Sovereign Debt: Reality Finally Hits “Rich” Countries
How is the financial crisis of 2008/09 different from previous crises?
December 13, 2010
For many months now, newspapers, magazines and TV shows have been brimming with stories about the sovereign debt crisis. Such crises are not new. We have seen sovereign defaults and the economic collapse of sovereign states over the centuries, stretching back into the times of the Greek and Roman empires.
And the world's economies have recovered from these previous collapses. So why are we so worried about the mounting debt loads of the United States, the nations making up the European Union or even Canada? Aren't things just going to sort themselves out over time?
After all, when the world emerged from World War II, every major sovereign state was under a taxing load of debt. And yet, VJ-Day on September 2, 1945, marked an astounding turnaround — and the start of the Era of Great Prosperity.
Unfortunately, today, two generations after World War II, the situation is very different. This is not a time of upbeat optimism after the defeat of a totalitarian system that threatened the world.
The prospects for growth in the major global economies are dim, and the structural issues that need to be dealt with are immense. Overcoming them appears to be close to impossible.
What is different now is the global nature of the crisis. Irresponsible ballooning of sovereign, corporate, personal and institutional (can you spell social security?) debt has occurred in numerous countries.
The traditional sources for bailouts (can you spell United States of America?) are in a state of indebtedness that makes it extremely difficult for them to step in.
***
> _To be done_:
[A] Condense the paragraph of the sovereign debt article that begins "After all, when the world emerged" into a single shorter sentence that keeps its main facts.
[B] Carry the sovereign debt article forward from its final sentence, keeping its formal tone.
The material after this sovereign debt article is separate from it.

> _Available data_:
***
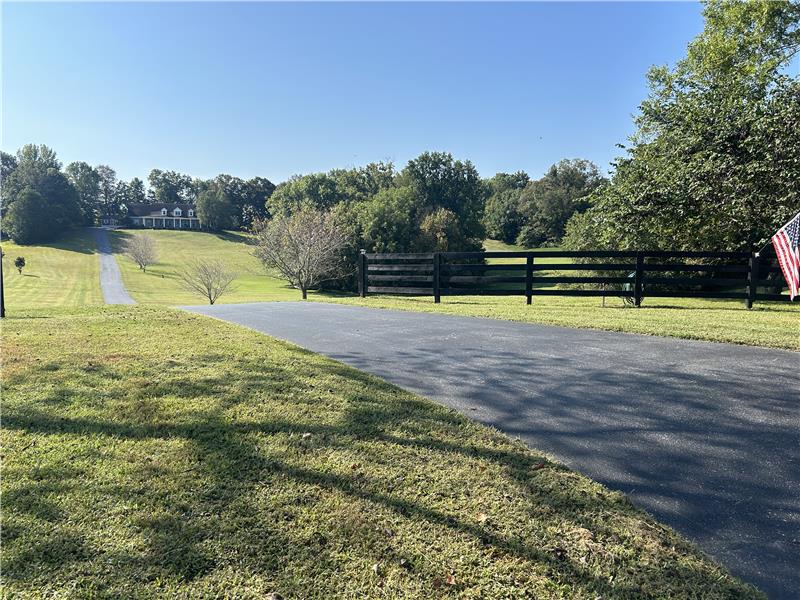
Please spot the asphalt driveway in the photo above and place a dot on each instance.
(114, 291)
(704, 436)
***
> _Task-by-task results_:
[A] Every major sovereign state emerged from World War II heavily indebted, yet VJ-Day on September 2, 1945, marked a striking turnaround and began the Era of Great Prosperity.

[B]
The recipe for recovery lies in stopping the binge spending of states and private households alike. That means reverting to balanced books and setting growth on a more sustainable path. In a world where we have all grown accustomed to spending today and dealing with the resulting bills later, the need for austerity measures is not easily understood.
The recent general strikes in Greece and Spain are a prime example of how difficult the task of governments will be to convince voters of the necessity to tighten their belts.
And this is just the beginning. It will take a gargantuan effort just to eliminate the structural deficits — before even a single penny of the staggering debt loads can be repaid.
What is also different is demographics and the related shift in economic output. The traditionally strong economies of the G8 — most importantly, the United States and Germany — are weakened by an aging population, a smaller workforce and less economic output.
Manufacturing has migrated to China, India and other emerging markets. Recovery from the stress of 2008/2009 is much more difficult than the remarkable recovery we saw across the globe after World War II.
As a matter of fact, the power balance has slowly shifted away from the traditional Western developed economies to what is so patronizingly called "emerging markets." Over the past couple of decades, these markets have matured rapidly and are now the home of all of the so-called industrial world's manufacturing jobs.
Their populations are younger and willing to work at low wages — and their public finances are in such good shape that most of them no longer need the assistance of the IMF and donor agencies.
While many of the key emerging market economies have balanced books and manageable debt loads, most of the G8 nations are faced with dire prospects. Structural deficits of the public purse exist everywhere, and well beyond the point where stimulus spending runs out.
Aging demographics come with increasing funding gaps for social security, public pensions and health costs. With a smaller portion of the population engaged in producing GDP in the real economy, those who produce income will have to be taxed more.
Their funds will be used to support structural deficits that have not been taken care of, as well as the part of the population that is drawing funds from the welfare state. The private sector is not going to pick up fast enough to replenish the fiscal coffers.
In order to survive, private enterprise will continue to increase efficiencies, migrate manufacturing to low-cost jurisdictions, reduce the workforce in saturated economies and write off the cost of restructuring.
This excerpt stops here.